Given task: Copy out, word for word, the records below from the line containing "Dear assistant, the user would like the white headscarf" down to the line containing "[301,263,371,290]", with both of those lines included.

########

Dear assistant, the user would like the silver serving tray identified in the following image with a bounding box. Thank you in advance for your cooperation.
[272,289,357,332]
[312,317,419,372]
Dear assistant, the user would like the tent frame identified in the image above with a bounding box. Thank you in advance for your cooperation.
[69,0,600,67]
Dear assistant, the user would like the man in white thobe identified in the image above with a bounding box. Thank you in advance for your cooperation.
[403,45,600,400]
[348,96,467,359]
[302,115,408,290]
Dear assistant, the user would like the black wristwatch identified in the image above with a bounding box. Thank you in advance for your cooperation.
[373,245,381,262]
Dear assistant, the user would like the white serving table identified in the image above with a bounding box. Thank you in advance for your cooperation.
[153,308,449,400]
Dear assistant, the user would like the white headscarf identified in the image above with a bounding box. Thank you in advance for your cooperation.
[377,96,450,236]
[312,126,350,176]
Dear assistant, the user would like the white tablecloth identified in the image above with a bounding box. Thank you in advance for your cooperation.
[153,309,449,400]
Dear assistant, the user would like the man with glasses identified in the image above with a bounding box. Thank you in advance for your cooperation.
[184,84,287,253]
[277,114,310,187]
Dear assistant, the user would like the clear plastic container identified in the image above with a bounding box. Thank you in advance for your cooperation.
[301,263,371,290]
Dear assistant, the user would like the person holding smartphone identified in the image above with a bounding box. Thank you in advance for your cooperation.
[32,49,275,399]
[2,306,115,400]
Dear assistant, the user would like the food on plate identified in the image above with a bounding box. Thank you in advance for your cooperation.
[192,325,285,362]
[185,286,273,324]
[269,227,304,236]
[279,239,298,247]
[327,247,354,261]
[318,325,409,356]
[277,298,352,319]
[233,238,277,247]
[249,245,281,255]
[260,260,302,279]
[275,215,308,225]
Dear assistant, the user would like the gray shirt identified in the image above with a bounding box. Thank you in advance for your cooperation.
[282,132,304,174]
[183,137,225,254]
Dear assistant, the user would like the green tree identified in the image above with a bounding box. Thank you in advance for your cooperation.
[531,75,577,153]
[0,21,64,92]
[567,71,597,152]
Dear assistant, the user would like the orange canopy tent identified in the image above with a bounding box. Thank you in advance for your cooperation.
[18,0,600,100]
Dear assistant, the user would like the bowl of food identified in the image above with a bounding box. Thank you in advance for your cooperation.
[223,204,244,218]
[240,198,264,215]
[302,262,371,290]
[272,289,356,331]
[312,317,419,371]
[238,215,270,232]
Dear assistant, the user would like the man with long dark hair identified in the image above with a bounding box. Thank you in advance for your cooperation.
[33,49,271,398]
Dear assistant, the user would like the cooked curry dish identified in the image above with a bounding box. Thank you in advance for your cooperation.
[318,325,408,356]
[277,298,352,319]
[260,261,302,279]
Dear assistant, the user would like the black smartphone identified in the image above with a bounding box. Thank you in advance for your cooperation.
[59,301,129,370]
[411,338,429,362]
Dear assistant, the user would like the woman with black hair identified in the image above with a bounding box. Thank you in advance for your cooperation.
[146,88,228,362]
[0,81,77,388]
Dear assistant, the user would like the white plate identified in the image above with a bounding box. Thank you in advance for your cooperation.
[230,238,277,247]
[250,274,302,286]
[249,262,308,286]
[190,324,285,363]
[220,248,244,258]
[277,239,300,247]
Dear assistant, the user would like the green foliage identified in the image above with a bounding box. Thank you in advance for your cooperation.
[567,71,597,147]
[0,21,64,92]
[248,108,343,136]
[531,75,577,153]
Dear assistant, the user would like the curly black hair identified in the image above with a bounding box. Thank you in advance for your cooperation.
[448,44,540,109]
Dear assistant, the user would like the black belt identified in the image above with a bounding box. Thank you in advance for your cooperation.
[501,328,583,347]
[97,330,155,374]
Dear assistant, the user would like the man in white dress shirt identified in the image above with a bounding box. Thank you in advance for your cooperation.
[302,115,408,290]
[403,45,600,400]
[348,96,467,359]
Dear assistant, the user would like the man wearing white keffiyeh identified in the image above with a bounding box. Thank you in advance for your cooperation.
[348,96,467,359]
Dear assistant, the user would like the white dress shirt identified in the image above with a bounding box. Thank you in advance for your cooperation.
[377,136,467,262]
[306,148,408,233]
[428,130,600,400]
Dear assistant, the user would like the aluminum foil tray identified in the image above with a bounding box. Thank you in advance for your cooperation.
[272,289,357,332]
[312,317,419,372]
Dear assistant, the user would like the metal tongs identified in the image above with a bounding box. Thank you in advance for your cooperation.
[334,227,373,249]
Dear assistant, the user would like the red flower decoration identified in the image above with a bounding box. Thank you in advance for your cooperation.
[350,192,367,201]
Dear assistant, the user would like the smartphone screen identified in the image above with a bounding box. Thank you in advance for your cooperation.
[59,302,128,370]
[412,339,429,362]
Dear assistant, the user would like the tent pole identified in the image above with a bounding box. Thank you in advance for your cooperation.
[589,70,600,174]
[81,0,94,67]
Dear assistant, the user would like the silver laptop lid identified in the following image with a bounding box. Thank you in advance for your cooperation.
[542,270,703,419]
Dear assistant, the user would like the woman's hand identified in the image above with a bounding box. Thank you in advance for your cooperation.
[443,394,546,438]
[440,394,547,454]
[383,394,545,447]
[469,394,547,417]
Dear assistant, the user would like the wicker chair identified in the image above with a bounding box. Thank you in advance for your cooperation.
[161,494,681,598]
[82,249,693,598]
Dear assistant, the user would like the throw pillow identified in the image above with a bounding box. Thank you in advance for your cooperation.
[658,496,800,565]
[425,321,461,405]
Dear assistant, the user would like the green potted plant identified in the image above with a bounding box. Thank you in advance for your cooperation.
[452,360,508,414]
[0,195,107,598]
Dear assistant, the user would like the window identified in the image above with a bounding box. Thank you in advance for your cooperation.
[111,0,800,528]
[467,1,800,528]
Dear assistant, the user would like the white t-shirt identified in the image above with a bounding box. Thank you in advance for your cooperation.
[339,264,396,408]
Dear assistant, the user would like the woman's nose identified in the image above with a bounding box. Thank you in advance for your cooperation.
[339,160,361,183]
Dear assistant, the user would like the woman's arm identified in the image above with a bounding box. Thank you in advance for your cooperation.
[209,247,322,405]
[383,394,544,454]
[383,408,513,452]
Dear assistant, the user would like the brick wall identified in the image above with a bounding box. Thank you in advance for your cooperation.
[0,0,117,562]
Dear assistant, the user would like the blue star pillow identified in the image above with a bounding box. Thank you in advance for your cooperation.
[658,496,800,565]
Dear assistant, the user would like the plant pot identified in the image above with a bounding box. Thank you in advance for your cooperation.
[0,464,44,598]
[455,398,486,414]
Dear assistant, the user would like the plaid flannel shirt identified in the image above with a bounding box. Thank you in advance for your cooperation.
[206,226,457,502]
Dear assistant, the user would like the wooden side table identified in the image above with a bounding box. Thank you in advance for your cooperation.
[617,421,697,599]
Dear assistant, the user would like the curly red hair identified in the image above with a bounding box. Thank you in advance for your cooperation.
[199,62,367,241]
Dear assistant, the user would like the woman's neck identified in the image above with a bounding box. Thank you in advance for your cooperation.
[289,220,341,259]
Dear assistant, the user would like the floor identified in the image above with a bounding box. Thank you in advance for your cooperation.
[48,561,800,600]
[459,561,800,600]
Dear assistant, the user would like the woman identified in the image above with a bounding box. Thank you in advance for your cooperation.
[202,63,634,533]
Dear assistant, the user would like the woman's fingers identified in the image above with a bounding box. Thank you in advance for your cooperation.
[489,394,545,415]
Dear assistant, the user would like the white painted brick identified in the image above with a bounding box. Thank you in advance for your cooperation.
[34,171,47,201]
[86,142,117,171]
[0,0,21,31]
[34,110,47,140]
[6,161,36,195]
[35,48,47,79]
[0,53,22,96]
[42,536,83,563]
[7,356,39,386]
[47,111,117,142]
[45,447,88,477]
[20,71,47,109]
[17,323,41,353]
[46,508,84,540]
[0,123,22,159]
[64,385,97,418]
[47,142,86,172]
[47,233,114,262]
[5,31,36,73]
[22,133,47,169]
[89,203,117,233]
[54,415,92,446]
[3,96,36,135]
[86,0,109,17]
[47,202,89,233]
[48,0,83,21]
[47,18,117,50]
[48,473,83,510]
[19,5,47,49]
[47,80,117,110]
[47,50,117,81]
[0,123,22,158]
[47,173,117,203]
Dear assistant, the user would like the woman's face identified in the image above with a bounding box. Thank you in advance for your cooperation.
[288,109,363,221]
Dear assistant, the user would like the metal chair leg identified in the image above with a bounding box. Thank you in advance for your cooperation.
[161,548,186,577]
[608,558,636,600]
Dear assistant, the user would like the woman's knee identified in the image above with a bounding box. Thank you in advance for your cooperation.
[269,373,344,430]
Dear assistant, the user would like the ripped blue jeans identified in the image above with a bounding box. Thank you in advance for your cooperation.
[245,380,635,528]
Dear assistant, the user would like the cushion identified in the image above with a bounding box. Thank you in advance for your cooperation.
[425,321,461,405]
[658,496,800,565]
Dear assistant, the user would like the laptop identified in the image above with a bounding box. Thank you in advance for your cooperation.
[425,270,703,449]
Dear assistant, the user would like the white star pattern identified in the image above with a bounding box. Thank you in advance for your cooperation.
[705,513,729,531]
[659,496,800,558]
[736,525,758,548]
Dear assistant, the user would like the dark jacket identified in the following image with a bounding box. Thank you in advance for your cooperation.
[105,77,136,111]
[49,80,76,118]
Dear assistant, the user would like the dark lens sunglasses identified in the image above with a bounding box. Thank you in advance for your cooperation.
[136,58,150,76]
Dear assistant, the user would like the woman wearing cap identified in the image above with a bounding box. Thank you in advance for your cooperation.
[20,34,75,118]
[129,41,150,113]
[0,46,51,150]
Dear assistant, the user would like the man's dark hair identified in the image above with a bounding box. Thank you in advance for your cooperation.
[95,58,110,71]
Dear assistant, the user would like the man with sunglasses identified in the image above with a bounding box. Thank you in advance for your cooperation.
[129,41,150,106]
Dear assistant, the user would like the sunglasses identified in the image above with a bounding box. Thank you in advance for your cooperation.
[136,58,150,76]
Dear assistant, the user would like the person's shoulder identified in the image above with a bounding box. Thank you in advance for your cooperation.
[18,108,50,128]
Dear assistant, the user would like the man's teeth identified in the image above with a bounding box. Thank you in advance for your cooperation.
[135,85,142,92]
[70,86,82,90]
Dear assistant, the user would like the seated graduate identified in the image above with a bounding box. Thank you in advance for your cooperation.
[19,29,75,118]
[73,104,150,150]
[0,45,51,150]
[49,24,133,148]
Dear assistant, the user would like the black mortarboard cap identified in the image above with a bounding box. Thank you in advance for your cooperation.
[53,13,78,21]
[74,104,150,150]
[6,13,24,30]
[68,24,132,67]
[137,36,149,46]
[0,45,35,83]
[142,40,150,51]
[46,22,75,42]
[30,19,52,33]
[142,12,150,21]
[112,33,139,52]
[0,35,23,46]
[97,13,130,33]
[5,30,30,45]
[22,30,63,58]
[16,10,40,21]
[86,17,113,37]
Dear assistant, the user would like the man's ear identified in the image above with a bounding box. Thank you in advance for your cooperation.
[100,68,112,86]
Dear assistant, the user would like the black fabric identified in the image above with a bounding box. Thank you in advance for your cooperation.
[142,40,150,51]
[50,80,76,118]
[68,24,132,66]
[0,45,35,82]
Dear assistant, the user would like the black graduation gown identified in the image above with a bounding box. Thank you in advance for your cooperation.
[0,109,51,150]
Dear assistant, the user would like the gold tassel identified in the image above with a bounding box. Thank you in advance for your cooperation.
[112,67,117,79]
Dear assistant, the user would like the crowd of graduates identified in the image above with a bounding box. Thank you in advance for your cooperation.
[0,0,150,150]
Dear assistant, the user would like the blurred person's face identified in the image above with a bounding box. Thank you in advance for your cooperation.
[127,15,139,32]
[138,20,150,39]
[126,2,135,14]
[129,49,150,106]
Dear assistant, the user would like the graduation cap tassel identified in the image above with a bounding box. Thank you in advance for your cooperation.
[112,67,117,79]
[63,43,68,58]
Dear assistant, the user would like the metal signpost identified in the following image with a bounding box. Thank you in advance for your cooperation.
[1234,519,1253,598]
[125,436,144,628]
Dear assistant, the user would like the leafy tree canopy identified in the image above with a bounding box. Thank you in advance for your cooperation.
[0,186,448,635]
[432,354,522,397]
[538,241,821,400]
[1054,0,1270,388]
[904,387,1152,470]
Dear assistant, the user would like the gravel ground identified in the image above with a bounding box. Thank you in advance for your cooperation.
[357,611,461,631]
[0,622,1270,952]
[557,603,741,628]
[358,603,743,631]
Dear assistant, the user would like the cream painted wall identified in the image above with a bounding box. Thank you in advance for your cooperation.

########

Complete answer:
Dear assistant, the user would like the white headscarf identified in the image above with a bounding box. Thank you in advance for your cooperation.
[377,96,450,236]
[312,126,350,176]
Dear assistant, the user would like the white tablecloth identified in the image above with a bounding box. Thank you in advance for your cooperation.
[153,309,449,400]
Dear assistant, the user would like the man with glasses identified in the image above with a bounding box. Thank you in advance for your cooperation.
[184,84,287,253]
[277,114,310,187]
Dear assistant, the user would like the clear plastic container identified in the image above with a bounding box. Thank you in advance for your cooperation.
[301,263,371,290]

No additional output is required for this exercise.